• We are a multilingual website again. Read the notice about this.
  • Understand AI use at MyPTSD: all AI use is explained in our AI help page. AI use is by choice here. It exists if you want it, but does nothing unless you choose to use it.

Relationship How To Know When It's Time To Give Up On Us?

Status
Not open for further replies.

Finleyac

New Here
We've been together 9.5 years, through 1.5 deployments and 4 years since he's been out, but I just don't know how much more I've got in me. I've been reading through many posts on here, trying to search for answers, even though I know answers can only be found within myself.

My husband continues to get worse. I think going to school triggers him in a bad way, but he continues to insist on continuing with this path. We live along side each other, but is this a relationship? I dump everything I have into trying to help him, trying to shelter him from things going wrong, but my reach is not far enough. When things go wrong it's always "my fault." My attempts at trying to help make him angrier.

He has been in therapy at the Vet Center for years, but I only see him getting worse, not better. I realize that talking to someone once a week without truly committing to doing work within himself isn't going to move him forward. He prefers to numb himself with smoking pot all day everyday, and has recently added liquor in the evenings. His therapist recommended an in-patient PTSD program because even he recognizes he's not getting anywhere, but my husband would have to give up the weed, and I don't think that he will ever be willing to do such a thing.

I feel I've reached a breaking point as the episodes get more frequent, but to give up after so long seems impossible. I've had a headache continuously now for a year and a half, and there are doctors of the opinion that the stress is the root. I can't count on any support from him, though. I just traveled out of state to see a specialist and he never even asked me how it went. In his mind I just need to smoke weed all day too and I'll be cured.

The therapist at the vet center who we saw together a couple times felt that she couldn't truly help us unless he wanted to help himself. She asked me what I was getting out of the relationship, but I couldn't come up with an answer except that I love him.

· · · · ·

What you need to do:
A. Print the forum post's wording between "I feel I've" and "I'll be cured.", inclusive.
B. According to the forum post, how long has the writer had a continuous headache?
The lines that come next have nothing to do with the forum post.

Dataset entries:
· · · · ·

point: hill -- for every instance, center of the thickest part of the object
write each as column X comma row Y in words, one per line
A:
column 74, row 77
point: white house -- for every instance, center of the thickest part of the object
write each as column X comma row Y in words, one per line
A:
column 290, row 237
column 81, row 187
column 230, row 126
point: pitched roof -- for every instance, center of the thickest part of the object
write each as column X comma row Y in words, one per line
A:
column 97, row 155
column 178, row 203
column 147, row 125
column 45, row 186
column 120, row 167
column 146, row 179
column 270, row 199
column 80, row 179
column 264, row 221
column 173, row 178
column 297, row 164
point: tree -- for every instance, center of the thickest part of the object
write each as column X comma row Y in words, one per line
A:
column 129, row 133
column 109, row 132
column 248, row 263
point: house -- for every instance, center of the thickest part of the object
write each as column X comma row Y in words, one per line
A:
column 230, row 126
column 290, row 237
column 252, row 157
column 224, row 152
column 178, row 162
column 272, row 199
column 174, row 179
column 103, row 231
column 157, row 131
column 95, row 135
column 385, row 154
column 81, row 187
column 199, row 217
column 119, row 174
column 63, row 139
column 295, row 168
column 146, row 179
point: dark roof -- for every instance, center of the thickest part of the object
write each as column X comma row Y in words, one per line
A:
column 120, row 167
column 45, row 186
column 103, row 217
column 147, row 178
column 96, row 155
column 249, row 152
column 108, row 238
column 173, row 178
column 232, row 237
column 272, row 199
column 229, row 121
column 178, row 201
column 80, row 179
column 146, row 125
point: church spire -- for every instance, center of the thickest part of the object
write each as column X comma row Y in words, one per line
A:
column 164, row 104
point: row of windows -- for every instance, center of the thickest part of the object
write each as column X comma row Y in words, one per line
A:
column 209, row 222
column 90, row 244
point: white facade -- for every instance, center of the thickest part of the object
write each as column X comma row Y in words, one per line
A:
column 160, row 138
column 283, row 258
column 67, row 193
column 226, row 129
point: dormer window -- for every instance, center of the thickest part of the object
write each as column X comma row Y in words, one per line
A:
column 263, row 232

· · · · ·

Responses by item number:
A.
I feel I've reached a breaking point as the episodes get more frequent, but to give up after so long seems impossible. I've had a headache continuously now for a year and a half, and there are doctors of the opinion that the stress is the root. I can't count on any support from him, though. I just traveled out of state to see a specialist and he never even asked me how it went. In his mind I just need to smoke weed all day too and I'll be cured.

B. A year and a half.